MATERIAL PROVIDED Block Start
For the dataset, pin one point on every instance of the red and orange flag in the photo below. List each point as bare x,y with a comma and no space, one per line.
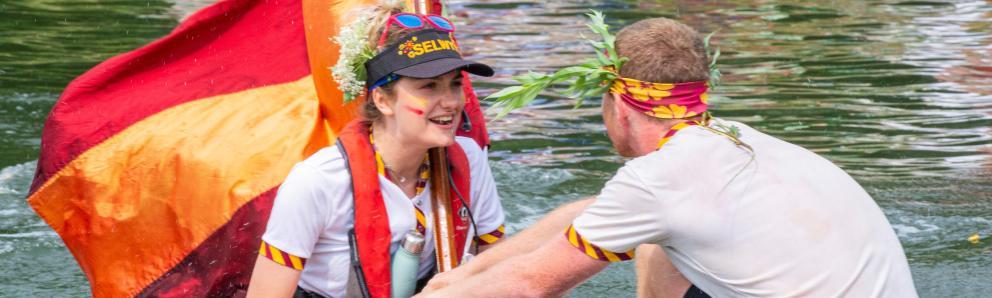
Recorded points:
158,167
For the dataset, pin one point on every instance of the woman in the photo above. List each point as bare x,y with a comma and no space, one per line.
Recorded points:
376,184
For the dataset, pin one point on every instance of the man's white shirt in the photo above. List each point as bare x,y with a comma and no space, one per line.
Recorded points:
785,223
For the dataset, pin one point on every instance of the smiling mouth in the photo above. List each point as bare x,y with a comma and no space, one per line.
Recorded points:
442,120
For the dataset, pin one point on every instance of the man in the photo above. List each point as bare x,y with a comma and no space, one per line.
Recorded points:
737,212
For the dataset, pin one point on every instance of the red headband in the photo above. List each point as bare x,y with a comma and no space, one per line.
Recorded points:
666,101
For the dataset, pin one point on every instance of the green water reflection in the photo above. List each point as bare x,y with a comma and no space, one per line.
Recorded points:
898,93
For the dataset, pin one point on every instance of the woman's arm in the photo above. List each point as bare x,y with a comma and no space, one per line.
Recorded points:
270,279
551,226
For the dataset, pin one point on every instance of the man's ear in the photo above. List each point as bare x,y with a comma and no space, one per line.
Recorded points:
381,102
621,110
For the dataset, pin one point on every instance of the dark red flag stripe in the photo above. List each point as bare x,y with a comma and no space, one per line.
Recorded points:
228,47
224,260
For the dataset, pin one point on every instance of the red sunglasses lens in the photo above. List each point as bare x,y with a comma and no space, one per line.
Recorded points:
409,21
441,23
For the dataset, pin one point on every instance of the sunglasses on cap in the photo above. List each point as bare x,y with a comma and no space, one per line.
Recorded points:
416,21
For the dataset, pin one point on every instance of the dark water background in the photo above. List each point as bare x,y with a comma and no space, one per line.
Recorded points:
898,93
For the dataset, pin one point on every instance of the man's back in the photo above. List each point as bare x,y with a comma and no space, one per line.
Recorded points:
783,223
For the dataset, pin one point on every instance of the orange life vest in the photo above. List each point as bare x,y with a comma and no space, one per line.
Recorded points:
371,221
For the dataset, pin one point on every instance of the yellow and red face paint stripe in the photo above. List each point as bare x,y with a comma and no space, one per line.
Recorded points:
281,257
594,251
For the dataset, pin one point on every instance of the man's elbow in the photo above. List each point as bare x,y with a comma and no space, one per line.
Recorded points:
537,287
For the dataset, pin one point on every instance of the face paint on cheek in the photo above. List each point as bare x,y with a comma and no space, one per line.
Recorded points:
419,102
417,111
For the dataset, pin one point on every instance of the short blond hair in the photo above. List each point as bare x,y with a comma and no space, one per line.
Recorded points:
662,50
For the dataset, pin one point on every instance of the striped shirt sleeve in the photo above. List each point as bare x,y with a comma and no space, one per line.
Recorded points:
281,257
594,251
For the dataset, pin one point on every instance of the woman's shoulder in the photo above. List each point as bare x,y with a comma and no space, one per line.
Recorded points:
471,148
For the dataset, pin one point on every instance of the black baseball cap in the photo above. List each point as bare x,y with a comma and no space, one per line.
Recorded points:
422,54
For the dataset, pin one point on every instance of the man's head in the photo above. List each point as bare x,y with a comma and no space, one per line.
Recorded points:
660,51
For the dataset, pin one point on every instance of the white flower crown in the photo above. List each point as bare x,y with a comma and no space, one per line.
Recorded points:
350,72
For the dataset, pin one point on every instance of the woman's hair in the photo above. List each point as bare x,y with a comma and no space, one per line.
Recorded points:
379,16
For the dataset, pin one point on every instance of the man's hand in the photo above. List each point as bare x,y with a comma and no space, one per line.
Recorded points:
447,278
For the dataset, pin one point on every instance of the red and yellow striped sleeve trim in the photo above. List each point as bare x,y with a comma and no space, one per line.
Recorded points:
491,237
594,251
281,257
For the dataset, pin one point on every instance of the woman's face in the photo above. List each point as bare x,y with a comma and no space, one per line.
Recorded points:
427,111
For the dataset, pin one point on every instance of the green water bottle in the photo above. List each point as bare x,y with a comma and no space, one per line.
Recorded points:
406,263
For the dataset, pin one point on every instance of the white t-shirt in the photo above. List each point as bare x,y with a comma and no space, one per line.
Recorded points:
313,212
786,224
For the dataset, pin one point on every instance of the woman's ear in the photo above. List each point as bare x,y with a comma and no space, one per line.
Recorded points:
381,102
MATERIAL PROVIDED Block End
**WHAT IS REQUIRED:**
Nothing outside the span should appear: transcribe the lines from the one containing "the woman's ear" through the last line of the records.

**WRITTEN SOLUTION:**
For the dataset, pin one point on every instance of the woman's ear in the photo above. List each point as bare x,y with a comma and no space, one per line.
Recorded points:
381,102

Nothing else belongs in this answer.